• **WHAT YOU ARE ASKED TO DO**: An exact, complete copy of the entries is needed, with the pictures left out.

• **DATA**:
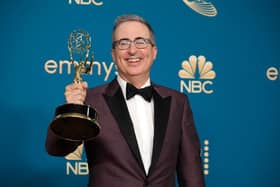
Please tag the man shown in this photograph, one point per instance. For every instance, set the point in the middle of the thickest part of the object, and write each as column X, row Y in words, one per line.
column 145, row 139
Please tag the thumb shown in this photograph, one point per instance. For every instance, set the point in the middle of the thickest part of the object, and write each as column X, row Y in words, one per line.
column 85, row 85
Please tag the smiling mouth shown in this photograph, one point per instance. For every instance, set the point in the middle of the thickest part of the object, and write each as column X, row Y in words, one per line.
column 133, row 60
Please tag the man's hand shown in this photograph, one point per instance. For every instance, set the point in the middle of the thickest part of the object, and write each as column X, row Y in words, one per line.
column 76, row 93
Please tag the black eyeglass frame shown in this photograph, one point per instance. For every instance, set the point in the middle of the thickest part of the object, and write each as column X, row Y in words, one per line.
column 129, row 42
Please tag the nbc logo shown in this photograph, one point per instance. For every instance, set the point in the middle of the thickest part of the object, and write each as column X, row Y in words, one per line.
column 202, row 7
column 193, row 68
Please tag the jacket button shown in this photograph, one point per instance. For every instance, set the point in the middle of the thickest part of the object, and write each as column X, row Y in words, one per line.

• **SOLUTION FOR THIS EXERCISE**:
Please tag the man shown in this photograph, one point per instance. For every instance, set the point in the middle of the thickest part of the object, and write each as column X, row Y in words, one per line.
column 145, row 139
Please tag the thumb shown in this photograph, one point per instance. For every instance, set the point in the middle of the thickest part of the object, and write each as column X, row Y in words, one per line.
column 85, row 85
Please tag the smiling mouth shown in this photograph, one point per instance. For every instance, set the point in the middle of the thickest part of the object, and write each as column X, row Y in words, one per line.
column 133, row 60
Please tag the man's hand shown in this photograph, one point per instance. For every instance, set the point in the middle of the thickest part of the object, and write each as column X, row Y in words, one per line.
column 76, row 93
Please tag the black eyeglass frame shown in this photograph, one point per instance. For every instance, set the point in the middle of the thickest part of the object, and write each as column X, row Y in words, one per line.
column 129, row 42
Please tag the nbc logo shown in this photograph, one point per instance. For every instance, set the point in the middle of the thickest part of the object, and write each as column X, row Y in words, one per line.
column 202, row 7
column 193, row 68
Please tag the jacket button shown in this photograph, one point per instance. For every instance, set the point in the middle of the thickest part of the object, and write each as column X, row Y in words, one per line.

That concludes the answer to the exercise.